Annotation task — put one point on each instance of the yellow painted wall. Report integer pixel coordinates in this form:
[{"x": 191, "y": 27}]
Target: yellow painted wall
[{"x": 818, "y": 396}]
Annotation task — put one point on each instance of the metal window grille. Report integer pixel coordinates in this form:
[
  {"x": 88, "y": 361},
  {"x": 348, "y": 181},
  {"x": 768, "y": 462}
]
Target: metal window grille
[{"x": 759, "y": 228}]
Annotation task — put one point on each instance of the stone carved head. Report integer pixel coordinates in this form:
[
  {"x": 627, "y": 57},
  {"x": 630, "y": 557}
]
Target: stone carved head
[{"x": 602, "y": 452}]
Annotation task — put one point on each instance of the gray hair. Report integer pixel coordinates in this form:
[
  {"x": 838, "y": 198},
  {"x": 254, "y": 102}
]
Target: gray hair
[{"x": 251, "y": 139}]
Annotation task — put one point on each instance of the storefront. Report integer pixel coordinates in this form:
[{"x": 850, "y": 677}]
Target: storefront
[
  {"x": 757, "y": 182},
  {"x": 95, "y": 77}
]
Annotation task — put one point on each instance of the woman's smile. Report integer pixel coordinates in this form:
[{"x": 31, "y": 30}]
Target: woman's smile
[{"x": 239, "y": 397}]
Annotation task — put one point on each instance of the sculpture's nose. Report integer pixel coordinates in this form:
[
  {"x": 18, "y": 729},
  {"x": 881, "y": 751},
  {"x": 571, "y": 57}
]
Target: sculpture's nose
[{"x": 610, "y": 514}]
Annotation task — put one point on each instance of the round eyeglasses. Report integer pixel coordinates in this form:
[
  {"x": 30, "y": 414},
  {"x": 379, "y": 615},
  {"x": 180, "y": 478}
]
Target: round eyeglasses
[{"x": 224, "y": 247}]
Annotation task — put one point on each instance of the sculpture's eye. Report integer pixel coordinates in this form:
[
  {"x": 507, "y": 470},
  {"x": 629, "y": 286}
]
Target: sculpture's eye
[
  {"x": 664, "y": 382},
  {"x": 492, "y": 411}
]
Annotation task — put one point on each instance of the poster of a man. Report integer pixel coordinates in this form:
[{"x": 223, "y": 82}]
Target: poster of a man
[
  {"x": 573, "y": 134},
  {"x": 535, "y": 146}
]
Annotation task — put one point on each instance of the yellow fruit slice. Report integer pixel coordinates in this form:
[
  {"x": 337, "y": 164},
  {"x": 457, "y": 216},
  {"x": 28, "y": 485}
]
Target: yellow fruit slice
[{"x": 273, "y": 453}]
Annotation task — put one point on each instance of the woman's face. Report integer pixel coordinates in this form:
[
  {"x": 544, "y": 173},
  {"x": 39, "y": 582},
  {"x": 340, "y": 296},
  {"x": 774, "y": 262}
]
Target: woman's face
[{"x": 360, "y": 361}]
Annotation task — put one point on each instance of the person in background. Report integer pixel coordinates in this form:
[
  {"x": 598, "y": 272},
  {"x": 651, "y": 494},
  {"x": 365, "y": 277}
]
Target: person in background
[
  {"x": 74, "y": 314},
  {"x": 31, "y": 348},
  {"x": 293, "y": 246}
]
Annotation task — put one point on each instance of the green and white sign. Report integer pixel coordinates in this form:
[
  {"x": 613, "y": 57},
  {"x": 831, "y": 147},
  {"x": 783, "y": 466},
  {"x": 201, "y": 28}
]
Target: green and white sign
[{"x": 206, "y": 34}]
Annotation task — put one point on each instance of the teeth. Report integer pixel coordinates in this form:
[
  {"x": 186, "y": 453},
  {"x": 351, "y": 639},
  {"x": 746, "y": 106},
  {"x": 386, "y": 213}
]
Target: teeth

************

> _What the task asks_
Nothing should be changed: write out all of the data as is.

> _Task output_
Annotation task — put one point on each instance of the yellow painted wall. Report integer pixel coordinates in this form:
[{"x": 191, "y": 27}]
Target: yellow painted wall
[{"x": 818, "y": 396}]
Annotation task — put one point on each instance of the metal window grille. Report integer pixel coordinates in this form:
[
  {"x": 88, "y": 361},
  {"x": 348, "y": 181},
  {"x": 768, "y": 462}
]
Target: metal window grille
[{"x": 759, "y": 228}]
Annotation task — put one point on each instance of the stone carved head. Report integer pixel coordinates in this form:
[
  {"x": 627, "y": 57},
  {"x": 630, "y": 557}
]
Target: stone carved head
[{"x": 602, "y": 452}]
Annotation task — put one point on each instance of the gray hair. Report integer pixel coordinates in this form:
[
  {"x": 838, "y": 198},
  {"x": 254, "y": 102}
]
Target: gray hair
[{"x": 251, "y": 139}]
Annotation task — put one point on each instance of the storefront. Report integer pixel coordinates in this form:
[{"x": 850, "y": 677}]
Target: storefront
[
  {"x": 757, "y": 182},
  {"x": 95, "y": 77}
]
Annotation task — put one point on each instance of the woman's smile. Report integer pixel coordinates in this form:
[{"x": 31, "y": 30}]
Target: woman's smile
[{"x": 239, "y": 397}]
Annotation task — put one point on each instance of the sculpture's nose. Report integer pixel coordinates in this form:
[
  {"x": 18, "y": 729},
  {"x": 881, "y": 751},
  {"x": 571, "y": 57}
]
Target: sculpture's nose
[{"x": 610, "y": 514}]
Annotation task — put one point on each instance of the round eyeglasses. Report integer pixel coordinates in this form:
[
  {"x": 30, "y": 414},
  {"x": 379, "y": 615},
  {"x": 180, "y": 478}
]
Target: round eyeglasses
[{"x": 224, "y": 247}]
Annotation task — put one point on each instance of the sculpture's eye. Report integer pixel coordinates in this form:
[
  {"x": 507, "y": 470},
  {"x": 629, "y": 286}
]
Target: sculpture's eye
[
  {"x": 664, "y": 382},
  {"x": 492, "y": 411}
]
Annotation task — put one point on each instance of the poster of a man. Report integer pixel coordinates in this form:
[{"x": 223, "y": 82}]
Target: poster of a man
[
  {"x": 573, "y": 134},
  {"x": 535, "y": 146}
]
Annotation task — put one point on each instance of the yellow fruit slice. Report integer pixel coordinates in this form:
[
  {"x": 337, "y": 164},
  {"x": 457, "y": 216},
  {"x": 28, "y": 485}
]
Target: yellow fruit slice
[{"x": 273, "y": 453}]
Annotation task — put one point on each instance of the woman's face. Report integer pixel coordinates in this form:
[
  {"x": 544, "y": 173},
  {"x": 39, "y": 582},
  {"x": 340, "y": 296},
  {"x": 774, "y": 262}
]
Target: woman's face
[{"x": 360, "y": 361}]
Annotation task — put one point on each instance of the person in background. Report integer pixel coordinates in this form:
[
  {"x": 598, "y": 272},
  {"x": 651, "y": 494},
  {"x": 365, "y": 277}
]
Target: person in background
[
  {"x": 74, "y": 314},
  {"x": 31, "y": 348},
  {"x": 293, "y": 246}
]
Annotation task — put one point on each instance of the green and white sign. Report integer pixel coordinates in this form:
[
  {"x": 613, "y": 57},
  {"x": 831, "y": 147},
  {"x": 783, "y": 466},
  {"x": 201, "y": 28}
]
Target: green and white sign
[{"x": 206, "y": 34}]
Annotation task — put one point on each instance of the teeth. Report integer pixel coordinates in this form:
[
  {"x": 186, "y": 453},
  {"x": 351, "y": 639},
  {"x": 746, "y": 106},
  {"x": 386, "y": 213}
]
Target: teeth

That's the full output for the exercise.